— START OF THE DATA —

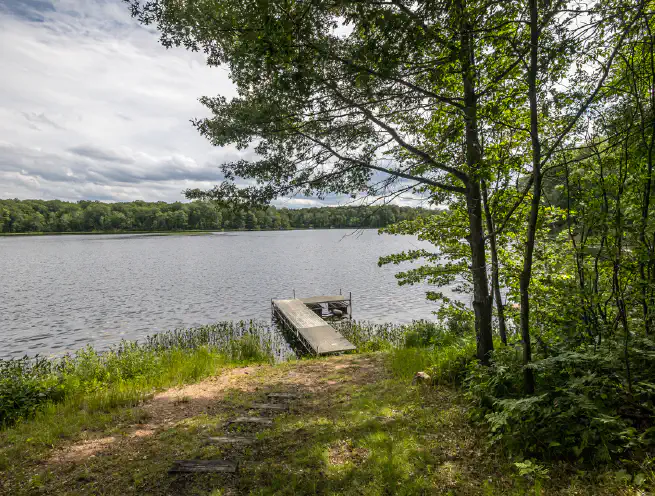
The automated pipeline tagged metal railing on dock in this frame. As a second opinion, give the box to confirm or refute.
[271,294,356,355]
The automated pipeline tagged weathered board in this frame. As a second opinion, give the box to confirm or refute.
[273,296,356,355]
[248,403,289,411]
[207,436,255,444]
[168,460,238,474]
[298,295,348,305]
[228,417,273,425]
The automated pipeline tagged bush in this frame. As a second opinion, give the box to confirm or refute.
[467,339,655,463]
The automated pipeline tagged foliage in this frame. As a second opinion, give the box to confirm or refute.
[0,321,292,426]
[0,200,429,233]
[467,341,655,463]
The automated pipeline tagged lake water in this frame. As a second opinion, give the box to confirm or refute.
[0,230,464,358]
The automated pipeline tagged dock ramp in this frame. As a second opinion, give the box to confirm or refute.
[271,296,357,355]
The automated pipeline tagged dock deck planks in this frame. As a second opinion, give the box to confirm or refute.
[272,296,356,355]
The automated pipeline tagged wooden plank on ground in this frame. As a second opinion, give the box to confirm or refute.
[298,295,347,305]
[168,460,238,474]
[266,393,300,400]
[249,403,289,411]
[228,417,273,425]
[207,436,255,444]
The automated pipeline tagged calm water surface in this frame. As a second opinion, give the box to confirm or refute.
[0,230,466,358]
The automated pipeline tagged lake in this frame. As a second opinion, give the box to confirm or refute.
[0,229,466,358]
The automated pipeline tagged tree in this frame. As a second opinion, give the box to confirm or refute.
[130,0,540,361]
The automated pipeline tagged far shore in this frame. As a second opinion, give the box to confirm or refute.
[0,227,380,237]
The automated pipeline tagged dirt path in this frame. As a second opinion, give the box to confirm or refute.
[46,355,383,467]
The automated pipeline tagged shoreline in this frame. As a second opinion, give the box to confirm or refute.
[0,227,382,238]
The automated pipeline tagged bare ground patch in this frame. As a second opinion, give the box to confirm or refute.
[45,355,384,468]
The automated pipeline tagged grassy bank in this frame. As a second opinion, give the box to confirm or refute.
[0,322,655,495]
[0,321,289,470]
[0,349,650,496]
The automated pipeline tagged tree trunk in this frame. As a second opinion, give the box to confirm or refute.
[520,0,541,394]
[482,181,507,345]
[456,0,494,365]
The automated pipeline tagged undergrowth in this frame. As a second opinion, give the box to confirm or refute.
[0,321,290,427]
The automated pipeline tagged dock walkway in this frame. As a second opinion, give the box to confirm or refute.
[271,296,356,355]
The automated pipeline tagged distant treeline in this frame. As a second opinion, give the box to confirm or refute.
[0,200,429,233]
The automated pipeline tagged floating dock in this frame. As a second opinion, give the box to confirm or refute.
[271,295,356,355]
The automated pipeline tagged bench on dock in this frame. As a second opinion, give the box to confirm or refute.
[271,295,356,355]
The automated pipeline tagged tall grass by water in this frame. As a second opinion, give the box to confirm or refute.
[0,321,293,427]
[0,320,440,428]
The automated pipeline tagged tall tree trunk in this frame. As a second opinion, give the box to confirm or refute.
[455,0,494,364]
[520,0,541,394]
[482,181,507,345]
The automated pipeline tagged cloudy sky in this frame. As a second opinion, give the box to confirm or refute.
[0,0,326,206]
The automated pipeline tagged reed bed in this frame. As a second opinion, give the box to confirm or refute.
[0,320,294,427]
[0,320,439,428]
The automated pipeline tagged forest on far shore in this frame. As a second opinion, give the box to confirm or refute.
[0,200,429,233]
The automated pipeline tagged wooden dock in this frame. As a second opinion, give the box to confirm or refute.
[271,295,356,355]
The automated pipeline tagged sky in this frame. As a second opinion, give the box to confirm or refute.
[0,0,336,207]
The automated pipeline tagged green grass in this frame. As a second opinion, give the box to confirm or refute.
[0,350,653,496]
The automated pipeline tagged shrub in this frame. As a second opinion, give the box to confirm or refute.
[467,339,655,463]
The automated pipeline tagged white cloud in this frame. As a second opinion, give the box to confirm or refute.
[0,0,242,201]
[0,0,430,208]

— END OF THE DATA —
— START OF THE DATA —

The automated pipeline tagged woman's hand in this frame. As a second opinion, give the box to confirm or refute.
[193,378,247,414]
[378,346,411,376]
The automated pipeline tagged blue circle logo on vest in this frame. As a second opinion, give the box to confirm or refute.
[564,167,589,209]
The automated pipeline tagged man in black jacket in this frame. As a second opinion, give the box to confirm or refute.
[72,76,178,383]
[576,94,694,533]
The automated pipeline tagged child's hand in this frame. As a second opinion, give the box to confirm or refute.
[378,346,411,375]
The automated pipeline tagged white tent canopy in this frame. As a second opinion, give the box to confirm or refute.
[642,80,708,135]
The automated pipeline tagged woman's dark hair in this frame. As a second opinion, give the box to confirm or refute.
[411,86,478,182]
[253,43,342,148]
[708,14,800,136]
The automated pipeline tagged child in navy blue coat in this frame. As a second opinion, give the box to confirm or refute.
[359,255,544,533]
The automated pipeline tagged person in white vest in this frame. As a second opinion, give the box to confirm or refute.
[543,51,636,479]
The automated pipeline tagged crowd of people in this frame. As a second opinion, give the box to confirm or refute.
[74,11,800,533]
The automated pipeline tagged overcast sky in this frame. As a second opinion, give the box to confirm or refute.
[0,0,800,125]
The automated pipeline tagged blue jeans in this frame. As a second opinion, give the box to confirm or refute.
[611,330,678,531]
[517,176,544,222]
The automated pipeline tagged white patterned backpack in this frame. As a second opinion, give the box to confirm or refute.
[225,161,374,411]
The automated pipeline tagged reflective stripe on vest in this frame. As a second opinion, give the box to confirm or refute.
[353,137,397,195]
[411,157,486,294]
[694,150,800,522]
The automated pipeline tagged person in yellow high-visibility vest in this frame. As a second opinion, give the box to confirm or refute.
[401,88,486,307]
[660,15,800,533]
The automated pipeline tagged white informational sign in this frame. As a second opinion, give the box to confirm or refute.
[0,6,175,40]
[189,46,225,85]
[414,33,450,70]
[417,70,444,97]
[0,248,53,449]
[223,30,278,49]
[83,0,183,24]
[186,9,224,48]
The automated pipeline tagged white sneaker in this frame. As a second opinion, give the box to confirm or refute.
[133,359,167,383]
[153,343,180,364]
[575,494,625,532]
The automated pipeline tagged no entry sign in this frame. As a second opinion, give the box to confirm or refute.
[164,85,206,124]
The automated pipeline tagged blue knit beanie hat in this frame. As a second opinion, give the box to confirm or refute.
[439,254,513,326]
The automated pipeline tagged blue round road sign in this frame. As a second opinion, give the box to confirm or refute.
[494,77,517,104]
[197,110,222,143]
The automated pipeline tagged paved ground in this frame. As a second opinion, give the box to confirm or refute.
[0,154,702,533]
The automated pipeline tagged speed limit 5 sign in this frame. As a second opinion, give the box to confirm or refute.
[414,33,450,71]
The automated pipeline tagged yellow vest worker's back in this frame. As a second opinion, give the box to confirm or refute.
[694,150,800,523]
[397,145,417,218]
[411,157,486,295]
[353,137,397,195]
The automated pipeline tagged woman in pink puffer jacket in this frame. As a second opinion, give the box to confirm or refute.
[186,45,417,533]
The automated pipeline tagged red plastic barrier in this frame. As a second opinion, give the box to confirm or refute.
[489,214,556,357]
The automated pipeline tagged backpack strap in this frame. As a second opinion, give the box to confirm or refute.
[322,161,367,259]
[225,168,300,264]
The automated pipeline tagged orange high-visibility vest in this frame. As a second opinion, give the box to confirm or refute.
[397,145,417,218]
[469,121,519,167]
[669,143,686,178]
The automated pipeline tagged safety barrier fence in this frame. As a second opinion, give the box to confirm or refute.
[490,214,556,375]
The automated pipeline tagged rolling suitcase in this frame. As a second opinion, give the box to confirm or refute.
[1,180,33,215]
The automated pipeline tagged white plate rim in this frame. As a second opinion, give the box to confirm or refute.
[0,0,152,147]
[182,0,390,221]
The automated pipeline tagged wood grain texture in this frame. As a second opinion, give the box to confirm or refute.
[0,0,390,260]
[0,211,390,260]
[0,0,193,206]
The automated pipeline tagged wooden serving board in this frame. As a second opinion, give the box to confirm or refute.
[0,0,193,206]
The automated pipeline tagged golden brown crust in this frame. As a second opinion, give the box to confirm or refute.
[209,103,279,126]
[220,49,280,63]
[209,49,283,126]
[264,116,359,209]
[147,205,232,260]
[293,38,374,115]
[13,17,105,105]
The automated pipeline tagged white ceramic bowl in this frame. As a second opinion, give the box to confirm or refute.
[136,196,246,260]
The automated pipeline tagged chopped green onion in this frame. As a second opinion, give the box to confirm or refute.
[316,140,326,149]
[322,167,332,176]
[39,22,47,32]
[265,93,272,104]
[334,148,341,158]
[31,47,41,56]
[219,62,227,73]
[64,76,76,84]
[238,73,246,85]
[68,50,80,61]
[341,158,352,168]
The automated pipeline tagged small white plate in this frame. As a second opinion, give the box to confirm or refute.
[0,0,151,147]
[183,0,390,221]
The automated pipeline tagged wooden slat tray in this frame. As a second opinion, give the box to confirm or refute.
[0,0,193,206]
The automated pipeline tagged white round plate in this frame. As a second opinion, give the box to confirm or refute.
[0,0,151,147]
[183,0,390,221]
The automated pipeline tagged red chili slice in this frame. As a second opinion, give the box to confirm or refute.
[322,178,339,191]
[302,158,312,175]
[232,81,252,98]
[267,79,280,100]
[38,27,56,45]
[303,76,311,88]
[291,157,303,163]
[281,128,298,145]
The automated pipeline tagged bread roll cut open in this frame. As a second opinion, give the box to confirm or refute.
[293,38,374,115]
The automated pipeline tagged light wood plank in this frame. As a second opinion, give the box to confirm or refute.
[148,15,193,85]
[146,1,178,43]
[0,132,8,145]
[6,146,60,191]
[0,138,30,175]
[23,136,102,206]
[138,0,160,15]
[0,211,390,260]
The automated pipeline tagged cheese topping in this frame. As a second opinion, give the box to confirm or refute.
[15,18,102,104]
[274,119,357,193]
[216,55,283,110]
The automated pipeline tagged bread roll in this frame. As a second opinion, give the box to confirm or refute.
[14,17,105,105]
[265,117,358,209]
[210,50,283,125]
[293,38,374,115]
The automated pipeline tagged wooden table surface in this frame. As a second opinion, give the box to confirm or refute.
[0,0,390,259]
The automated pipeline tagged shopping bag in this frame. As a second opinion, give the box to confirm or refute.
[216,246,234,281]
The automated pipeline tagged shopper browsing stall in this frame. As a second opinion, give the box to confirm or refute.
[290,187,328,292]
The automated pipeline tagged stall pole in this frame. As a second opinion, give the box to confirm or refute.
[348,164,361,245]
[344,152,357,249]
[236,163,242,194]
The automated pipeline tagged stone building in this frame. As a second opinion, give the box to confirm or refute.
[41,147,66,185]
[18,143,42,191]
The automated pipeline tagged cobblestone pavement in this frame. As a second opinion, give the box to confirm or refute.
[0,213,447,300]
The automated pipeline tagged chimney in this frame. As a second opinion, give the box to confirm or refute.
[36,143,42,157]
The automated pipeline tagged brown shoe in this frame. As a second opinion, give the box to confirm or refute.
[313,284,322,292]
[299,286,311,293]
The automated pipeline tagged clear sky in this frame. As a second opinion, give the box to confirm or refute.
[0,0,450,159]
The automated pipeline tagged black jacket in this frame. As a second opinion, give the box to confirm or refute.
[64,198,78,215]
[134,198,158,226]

— END OF THE DATA —
— START OF THE DATA —

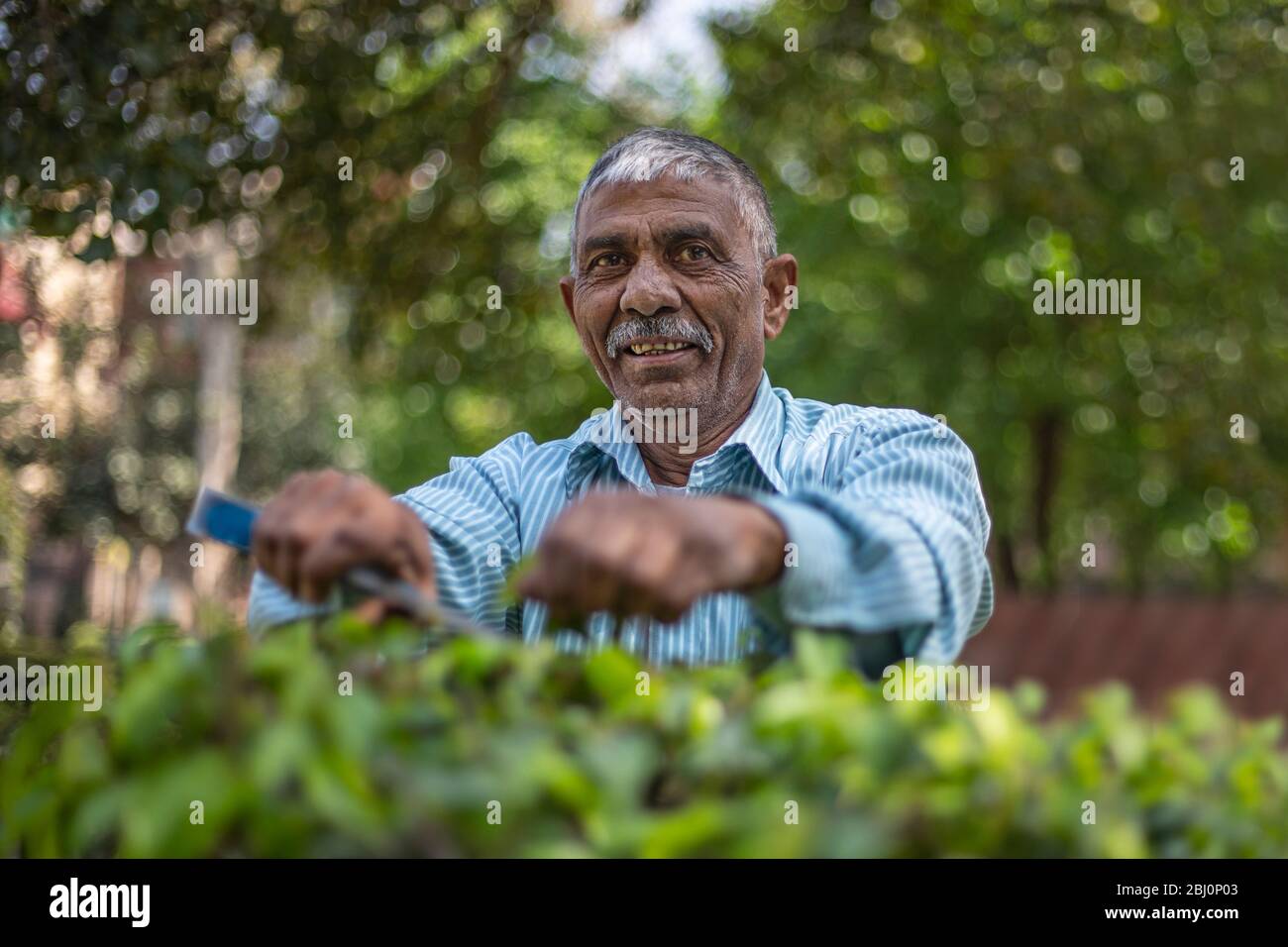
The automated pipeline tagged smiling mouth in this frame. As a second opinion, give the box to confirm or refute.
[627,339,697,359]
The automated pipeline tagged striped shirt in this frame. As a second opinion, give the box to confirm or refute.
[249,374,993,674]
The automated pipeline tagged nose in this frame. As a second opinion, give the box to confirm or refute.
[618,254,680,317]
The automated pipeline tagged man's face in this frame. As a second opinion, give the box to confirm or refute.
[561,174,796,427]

— END OF THE DATA —

◆ WORK TO DO
Turn the records from the line with "The automated pipeline tagged child's" through the line with "[359,255,544,533]", both included, into a two-column CSV with the columns "prompt" and "boxes". Give one row per record, holding its text and its answer, with each value in a single quoted field and any line breaks replaced by spaces.

◆ THE RESPONSE
prompt,boxes
"The automated pipeline tagged child's hand in this frame. As a second opinion, give the box to confirm or refute.","[378,346,411,375]"
"The automated pipeline tagged white tent canopy in this frame. As a second opinion, give the box to confirm or refute.","[642,80,708,135]"
"The automated pipeline tagged woman's dark hair in this frame. As a second opinion, give the box to confirm or refute.","[411,86,478,182] [253,43,342,148] [708,14,800,136]"
"The automated pipeline tagged child in navy blue coat in this frame. As a second opinion, give the box to confirm or refute.","[359,255,544,533]"